_SELECTED EXTRACT_
^^^^^^^^
From the messaging on Cooks' shopping bags to its marketing materials, consistency matters. "We not only view this as important, it defines who we are, and we take it quite seriously," explains Benson. "Every touchpoint needs to be consistent with the overall brand, and it needs to be consistent across all platforms."

Not a Cookie-cutter Approach

All three locations have a unique look and feel, and cater to a distinct demographic. In Edina, the cooking school encompasses the front of the store-which is located in the suburb's upscale 50th & France shopping district. The St. Paul store, located on Grand Avenue-one of the city's well-established shopping areas-has a 40-foot setback with a kitchen garden, with windows serving as a visual backdrop. "Grand Avenue has always had pockets of interesting retail," notes Dwyer, adding that there are several universities and colleges nearby. Residents are "very supportive of local business. It's a great area with neighborhood shoppers."

In the summer, the Stillwater area is popular with boaters, and day trippers from the Twin Cities and beyond. Because of the store's touristy location, gift items perform well.

To bridge the gap between its core assortment and tourist tchotchkes, Cooks of Crocus Hill stocks a few "high-quality items that add a layer of kitsch," says Dwyer. For example: cutting boards in the shape of Minnesota from Duluth, Minn.-based Epicurean Inc.

With a focus on education and experience, the cooking schools are an essential part of the Cooks of Crocus Hill concept.

Survival of the Fittest

Cooks of Crocus Hill's three stores have one thing in common: "Space is super-efficient," notes Benson. "Our product philosophy is not to offer every product produced by every vendor. Our objective is to offer the most appropriate housewares product for the task."

Cooks' knowledgeable staff can sell, sell, sell. Recently, Cooks sold 850 All-Clad plans at promotional prices.

Cooks' edited product selection has been vetted by its team of culinary experts. Every item sold at the stores must pass through the school; products are tested and food is tasted.

"Everything here has to contribute to the bottom line," says Benson. That includes the cooking school. Unlike some retailers that use their cooking schools as loss leader, at Cooks of Crocus Hill, the cooking school and retail store work hand in hand. Products are used in classes to create awareness and drive sales.

To keep the staff informed and knowledgeable, training sessions are held twice a month. Twice a year, the entire staff gathers for a team dinner to share ideas and align work efforts, explains Benson.
^^^^^^^^
_RECORDS PROVIDED_
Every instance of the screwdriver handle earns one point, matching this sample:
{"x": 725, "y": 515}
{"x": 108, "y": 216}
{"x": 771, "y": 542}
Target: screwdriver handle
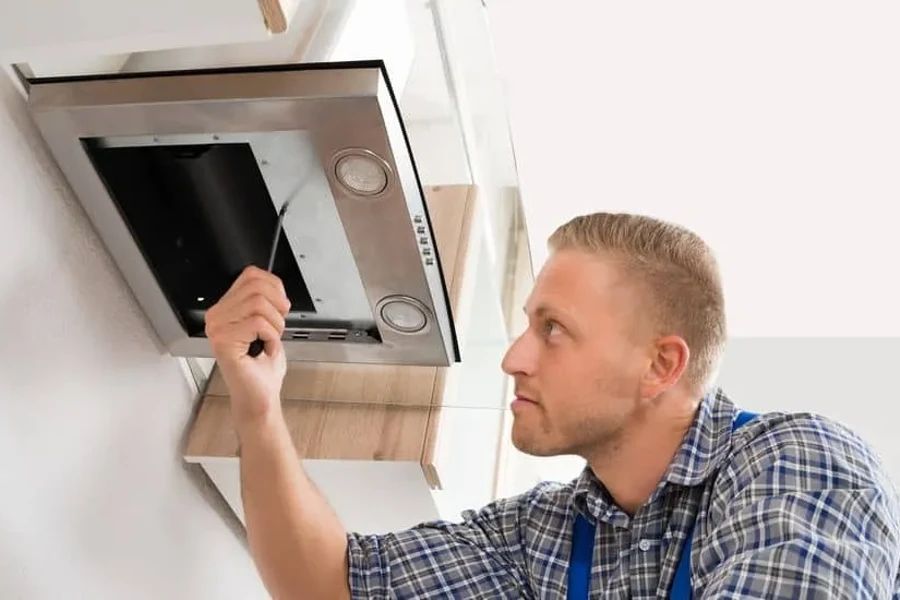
^^^^^^^^
_REQUIRED TASK A_
How often does Cooks of Crocus Hill hold staff training sessions, according to the article about its stores?
_REQUIRED TASK B_
Can you copy out every line of the records verbatim, leaving out the picture?
The article and the records have no connection to each other.

_RIGHT ANSWER A_
Twice a month.

_RIGHT ANSWER B_
Every instance of the screwdriver handle earns one point, matching this sample:
{"x": 725, "y": 515}
{"x": 108, "y": 216}
{"x": 771, "y": 542}
Target: screwdriver handle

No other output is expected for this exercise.